原文:
"""
シールド工事で周辺の井戸に影響が出た中京区の市営地下鉄烏丸御池駅(画像:高田泰)
シールド工事で周辺の井戸に影響が出た中京区の市営地下鉄烏丸御池駅(画像:高田泰)

 府民の間では国交省が2024年夏の斉藤鉄夫前国交相時代から何度も記者会見で「地元に説明する」としながら、説明会が開催されなかったことへの不満がある。市民団体から再三、説明会を求める要望が国交省に出されたほか、西脇知事は記者会見で「開催を催促しないが、府民の懸念を解消してほしい」と繰り返し発言した。

 京都市では2024年10月に講演会が開かれ、国交省幹部が計画を説明したが、この会は自民党京都府連の主催。対象者も府内の保守系首長や自民党地方議員に限定された。京都府交通政策課は

「国交省が説明しても、あくまで政党の催し。国の説明会とは違う」

としている。

 国交省鉄道局はこれまで、国の説明会が開かれなかったことについて「整備委員会でさまざまな議論が続いていたこともあり、開催が遅れた。整備委員会と京都府市で意見がまとまった以上、丁寧な説明に努める」と述べた。

「与党の決定を国が追認する意思決定の形」

を疑問視する声もある。整備委員会やその上部組織となる与党プロジェクトチームは法律に基づく組織でなく、与党の私的な検討会にすぎない。
"""
作業指示:
国交省の説明会をめぐる上の記事について、最後の文「与党の私的な検討会にすぎない。」の後から続きを書いてもらえますか？

データ抜粋:
"""
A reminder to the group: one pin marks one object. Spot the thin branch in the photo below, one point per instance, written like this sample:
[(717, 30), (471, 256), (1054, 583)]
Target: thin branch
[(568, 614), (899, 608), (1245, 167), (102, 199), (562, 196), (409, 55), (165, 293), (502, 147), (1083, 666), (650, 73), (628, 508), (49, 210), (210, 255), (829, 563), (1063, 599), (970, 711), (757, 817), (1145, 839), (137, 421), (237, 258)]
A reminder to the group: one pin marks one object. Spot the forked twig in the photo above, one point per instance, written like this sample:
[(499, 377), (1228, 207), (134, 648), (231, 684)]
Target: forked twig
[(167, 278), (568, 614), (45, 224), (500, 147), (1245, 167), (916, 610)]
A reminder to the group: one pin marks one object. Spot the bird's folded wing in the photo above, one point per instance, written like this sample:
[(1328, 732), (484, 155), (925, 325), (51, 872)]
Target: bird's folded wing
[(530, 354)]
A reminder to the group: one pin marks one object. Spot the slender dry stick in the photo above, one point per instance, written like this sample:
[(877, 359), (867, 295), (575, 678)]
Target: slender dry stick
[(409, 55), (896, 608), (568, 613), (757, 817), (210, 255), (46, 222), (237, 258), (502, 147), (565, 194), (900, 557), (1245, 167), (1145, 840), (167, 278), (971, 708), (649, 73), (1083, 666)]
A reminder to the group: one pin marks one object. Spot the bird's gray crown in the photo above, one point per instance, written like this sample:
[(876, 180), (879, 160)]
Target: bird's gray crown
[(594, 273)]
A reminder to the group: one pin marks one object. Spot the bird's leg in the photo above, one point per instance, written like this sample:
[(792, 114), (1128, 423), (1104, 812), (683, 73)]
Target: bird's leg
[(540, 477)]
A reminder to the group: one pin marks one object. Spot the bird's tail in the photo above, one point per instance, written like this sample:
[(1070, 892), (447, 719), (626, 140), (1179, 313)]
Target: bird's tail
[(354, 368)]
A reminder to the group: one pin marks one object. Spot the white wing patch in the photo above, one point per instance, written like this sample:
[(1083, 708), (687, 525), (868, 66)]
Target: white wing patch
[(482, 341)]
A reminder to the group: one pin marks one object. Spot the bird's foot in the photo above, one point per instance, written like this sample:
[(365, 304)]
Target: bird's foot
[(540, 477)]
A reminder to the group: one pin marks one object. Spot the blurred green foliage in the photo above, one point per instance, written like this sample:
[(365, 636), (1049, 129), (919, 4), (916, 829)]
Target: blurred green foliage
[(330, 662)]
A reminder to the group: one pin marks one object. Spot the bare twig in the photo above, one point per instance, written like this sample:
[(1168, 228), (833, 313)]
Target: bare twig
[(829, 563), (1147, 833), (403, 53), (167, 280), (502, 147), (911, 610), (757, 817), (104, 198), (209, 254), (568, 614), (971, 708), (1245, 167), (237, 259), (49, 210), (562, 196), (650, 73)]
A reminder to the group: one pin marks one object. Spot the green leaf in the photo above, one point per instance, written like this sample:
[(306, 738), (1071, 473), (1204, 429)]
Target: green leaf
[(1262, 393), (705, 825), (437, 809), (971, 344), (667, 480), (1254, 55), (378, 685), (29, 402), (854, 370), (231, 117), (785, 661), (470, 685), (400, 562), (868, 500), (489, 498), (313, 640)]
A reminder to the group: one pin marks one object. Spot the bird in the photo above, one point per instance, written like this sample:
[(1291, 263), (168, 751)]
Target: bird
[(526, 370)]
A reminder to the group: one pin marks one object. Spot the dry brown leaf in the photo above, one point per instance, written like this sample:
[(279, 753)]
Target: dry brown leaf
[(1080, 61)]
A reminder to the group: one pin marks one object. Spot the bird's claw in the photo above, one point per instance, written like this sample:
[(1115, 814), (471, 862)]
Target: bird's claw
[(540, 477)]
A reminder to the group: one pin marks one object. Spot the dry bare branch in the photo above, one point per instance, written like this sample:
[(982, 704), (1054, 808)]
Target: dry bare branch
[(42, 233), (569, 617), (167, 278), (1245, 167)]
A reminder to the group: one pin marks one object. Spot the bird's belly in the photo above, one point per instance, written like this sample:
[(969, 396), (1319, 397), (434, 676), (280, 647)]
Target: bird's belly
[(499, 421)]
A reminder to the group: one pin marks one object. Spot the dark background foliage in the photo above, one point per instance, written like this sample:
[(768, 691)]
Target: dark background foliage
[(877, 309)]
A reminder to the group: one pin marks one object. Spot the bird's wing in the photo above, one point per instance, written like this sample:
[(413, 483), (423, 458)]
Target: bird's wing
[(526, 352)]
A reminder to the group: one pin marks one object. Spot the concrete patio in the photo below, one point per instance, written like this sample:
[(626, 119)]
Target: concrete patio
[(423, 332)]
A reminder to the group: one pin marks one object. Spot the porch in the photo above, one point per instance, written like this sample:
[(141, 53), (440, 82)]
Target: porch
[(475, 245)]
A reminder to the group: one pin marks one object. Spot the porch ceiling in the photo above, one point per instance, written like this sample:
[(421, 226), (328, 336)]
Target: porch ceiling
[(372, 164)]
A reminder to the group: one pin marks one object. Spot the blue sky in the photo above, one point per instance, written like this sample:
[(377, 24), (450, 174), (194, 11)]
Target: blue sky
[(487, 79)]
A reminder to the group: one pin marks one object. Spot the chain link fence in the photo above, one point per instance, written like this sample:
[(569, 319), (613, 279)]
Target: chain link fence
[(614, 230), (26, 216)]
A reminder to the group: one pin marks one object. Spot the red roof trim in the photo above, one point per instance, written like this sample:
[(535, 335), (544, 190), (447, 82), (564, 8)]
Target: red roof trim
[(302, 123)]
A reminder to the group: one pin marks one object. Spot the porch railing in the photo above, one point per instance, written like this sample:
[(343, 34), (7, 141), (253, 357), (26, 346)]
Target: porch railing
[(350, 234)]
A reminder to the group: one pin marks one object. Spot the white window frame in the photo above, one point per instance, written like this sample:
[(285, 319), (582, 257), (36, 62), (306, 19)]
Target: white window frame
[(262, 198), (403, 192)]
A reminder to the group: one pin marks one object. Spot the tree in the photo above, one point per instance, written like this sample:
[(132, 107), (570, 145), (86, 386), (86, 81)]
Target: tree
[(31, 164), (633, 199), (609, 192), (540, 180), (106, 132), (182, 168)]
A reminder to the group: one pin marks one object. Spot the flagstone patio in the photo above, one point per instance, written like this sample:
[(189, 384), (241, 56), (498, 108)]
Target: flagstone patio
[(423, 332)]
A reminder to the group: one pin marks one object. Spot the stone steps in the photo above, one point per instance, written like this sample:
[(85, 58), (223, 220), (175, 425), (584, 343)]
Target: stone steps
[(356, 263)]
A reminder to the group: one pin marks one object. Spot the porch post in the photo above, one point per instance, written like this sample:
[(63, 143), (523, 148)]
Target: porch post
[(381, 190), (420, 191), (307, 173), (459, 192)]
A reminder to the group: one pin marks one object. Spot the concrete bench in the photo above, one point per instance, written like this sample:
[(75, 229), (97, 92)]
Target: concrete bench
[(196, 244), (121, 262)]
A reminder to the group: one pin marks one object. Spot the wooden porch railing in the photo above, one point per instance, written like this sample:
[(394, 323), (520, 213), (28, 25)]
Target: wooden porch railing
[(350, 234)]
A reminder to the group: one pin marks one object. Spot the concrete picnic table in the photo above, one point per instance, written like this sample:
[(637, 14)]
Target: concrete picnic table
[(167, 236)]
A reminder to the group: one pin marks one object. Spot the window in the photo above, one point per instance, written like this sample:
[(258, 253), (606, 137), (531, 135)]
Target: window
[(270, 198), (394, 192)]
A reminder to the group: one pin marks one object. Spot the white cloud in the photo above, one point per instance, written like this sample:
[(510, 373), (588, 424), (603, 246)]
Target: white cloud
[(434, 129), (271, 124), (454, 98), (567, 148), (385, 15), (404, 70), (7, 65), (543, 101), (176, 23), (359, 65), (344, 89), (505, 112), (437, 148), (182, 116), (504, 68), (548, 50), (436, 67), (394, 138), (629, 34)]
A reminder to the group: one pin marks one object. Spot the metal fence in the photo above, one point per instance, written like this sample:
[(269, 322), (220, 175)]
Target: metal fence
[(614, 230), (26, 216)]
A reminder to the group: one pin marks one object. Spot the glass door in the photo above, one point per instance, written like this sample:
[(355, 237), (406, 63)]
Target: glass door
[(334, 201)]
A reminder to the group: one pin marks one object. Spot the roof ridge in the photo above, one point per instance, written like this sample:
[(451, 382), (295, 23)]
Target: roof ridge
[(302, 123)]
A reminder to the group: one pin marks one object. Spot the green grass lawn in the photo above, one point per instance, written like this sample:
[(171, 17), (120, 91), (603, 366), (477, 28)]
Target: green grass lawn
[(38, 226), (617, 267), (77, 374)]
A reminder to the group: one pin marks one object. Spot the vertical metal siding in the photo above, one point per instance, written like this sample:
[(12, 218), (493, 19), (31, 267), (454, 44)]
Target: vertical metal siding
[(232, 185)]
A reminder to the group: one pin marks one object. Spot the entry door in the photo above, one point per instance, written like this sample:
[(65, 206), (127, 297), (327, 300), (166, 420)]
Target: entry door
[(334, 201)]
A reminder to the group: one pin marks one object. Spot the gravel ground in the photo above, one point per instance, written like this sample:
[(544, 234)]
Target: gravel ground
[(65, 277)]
"""
課題の解答:
 国には鉄道施策を担当する国交省政務官を事務局長とし、国交省の政務三役で構成する整備新幹線問題検討会議、総務、国交、財務3省の政務官でつくる整備新幹線問題調整会議があるが、機能していない。反対住民の目には与党内だけで話が進む姿が密室協議のように映る。

 そして何より問題なのは国側の不誠実な対応だ。鉄道運輸機構は反対住民との交渉で回答を拒む場面が度々見られた。国交省が2024年10月に自民党京都府連に示した資料では、京都市営地下鉄東西線の地下トンネルをシールド工法で進めた二条(中京区)-太秦天神川(右京区)間で

「周辺井戸への影響がほとんどなく、補償件数ゼロ」

と記載している。

 しかし、京都市交通局が過去の資料を整理したところ、確かにこの区間で補償はなかったが、それより東のシールド工法区間で101か所の井戸に補償したことがわかった。都合の悪い質問に答えず、黒を白といいくるめる対応では府民の理解を得られまい。これまで通りの対応を続けると、説明会が小浜・京都ルートの“墓標”となりかねない。